Saved entries
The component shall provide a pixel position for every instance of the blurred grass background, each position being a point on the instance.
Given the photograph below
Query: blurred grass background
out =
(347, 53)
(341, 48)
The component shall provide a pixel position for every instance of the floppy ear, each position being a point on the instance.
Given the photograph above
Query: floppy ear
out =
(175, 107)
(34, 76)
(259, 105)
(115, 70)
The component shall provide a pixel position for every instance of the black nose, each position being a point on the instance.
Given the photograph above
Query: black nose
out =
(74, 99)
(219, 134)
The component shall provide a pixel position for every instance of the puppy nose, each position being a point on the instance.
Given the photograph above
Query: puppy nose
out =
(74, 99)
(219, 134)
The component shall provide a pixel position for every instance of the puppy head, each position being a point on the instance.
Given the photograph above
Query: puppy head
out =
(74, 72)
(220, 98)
...
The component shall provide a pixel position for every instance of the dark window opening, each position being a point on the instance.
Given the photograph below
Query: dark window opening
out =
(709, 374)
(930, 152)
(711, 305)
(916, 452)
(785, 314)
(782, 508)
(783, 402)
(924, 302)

- [Your goal]
Take the entries above and return only the lines from the one with "of the blurred" to the one with "Query: floppy ear", both included, unchanged.

- [Solution for this exercise]
The component shall provide a pixel position for every instance of the blurred grass background, each position being a point on the instance.
Given the photograph below
Query: blurred grass background
out =
(347, 53)
(341, 48)
The component shall provide a pixel position for every instance of the floppy ear, each position being a point on the instance.
Given the photograph above
Query: floppy ear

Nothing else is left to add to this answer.